### Brano
::::::

Già a poche ore dall'attacco, l'ex presidente russo Dmitry Medvedev aveva sollevato sospetti sull'Ucraina col suo tipico stile minaccioso, senza però fornire indizi concreti a sostegno di tali affermazioni.
Le accuse dell’FSB e di Putin per cui i quattro responsabili dell'attacco terroristico contavano su una ‘finestra’ di opportunità per fuggire in Ucraina, e detenevano presunti contatti di alto livello a Kyiv, sono pure rimaste, nei fatti, prive di prove tangibili. Secondo una fonte di Meduza interna all’apparato mediatico statale russo, il Cremlino ha però istruito i media filo-governativi nell’enfatizzare il più possibile la cosiddetta pista ucraina.

::::::

### Record

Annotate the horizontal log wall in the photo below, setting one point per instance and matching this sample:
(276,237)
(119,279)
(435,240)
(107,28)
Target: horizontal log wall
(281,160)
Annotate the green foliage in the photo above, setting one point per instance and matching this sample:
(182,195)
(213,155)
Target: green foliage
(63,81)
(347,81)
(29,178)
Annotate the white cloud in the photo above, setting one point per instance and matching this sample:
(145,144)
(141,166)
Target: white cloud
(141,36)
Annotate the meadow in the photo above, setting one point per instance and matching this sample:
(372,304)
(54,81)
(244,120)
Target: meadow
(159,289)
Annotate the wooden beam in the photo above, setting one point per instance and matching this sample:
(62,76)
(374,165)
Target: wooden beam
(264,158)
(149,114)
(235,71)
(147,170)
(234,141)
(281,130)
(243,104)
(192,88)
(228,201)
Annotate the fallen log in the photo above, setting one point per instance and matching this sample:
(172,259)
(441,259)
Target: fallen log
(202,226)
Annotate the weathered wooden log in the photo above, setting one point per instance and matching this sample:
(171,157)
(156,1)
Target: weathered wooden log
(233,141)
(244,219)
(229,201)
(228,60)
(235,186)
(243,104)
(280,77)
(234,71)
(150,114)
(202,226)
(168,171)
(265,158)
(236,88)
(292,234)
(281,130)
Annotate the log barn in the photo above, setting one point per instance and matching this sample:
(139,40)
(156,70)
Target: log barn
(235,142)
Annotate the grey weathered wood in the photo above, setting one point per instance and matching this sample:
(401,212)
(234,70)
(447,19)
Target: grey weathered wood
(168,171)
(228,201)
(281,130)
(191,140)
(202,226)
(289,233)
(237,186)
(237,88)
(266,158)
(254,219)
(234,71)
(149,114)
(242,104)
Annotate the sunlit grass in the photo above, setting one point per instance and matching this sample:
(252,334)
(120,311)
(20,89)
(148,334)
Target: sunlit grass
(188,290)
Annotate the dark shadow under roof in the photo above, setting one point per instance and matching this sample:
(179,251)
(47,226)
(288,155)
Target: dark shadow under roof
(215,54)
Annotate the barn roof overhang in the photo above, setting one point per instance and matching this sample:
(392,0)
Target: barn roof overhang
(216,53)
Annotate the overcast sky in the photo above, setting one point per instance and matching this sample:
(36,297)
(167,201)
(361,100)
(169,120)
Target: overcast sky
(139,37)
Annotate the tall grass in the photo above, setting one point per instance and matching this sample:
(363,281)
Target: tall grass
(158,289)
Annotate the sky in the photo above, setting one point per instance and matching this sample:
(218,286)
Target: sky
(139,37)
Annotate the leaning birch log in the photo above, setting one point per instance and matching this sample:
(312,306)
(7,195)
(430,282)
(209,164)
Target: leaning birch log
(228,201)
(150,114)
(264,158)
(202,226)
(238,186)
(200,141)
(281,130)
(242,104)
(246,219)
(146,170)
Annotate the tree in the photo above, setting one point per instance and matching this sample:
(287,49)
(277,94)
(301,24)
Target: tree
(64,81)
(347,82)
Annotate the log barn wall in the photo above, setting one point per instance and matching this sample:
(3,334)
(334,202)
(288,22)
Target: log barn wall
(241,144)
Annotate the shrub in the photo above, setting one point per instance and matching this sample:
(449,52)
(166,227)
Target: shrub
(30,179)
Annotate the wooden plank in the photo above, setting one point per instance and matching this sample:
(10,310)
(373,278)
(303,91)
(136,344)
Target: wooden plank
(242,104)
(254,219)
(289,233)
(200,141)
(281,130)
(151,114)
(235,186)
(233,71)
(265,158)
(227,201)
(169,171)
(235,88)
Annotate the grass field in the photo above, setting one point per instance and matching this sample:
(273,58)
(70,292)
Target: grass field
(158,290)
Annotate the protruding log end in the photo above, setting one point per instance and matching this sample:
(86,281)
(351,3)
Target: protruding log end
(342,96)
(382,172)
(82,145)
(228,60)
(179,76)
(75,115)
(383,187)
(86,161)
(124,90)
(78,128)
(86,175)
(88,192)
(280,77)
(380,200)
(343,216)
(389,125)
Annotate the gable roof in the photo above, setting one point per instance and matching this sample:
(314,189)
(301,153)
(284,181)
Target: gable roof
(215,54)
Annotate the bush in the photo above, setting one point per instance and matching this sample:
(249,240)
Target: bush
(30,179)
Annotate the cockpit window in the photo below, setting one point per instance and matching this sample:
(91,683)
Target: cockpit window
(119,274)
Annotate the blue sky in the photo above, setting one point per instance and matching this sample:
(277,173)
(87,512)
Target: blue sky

::::::

### Consegna 1
Elenca tutti i nomi propri presenti nel brano, ciascuno una sola volta.
### Consegna 2
Riproduci il passo del brano compreso tra "Già a poche" e "di tali affermazioni.", estremi inclusi.
I record non hanno alcun ruolo in questo lavoro.

### Risposta definitiva 1
Dmitry Medvedev, Ucraina, FSB, Putin, Kyiv, Meduza, Cremlino

### Risposta definitiva 2
Già a poche ore dall'attacco, l'ex presidente russo Dmitry Medvedev aveva sollevato sospetti sull'Ucraina col suo tipico stile minaccioso, senza però fornire indizi concreti a sostegno di tali affermazioni.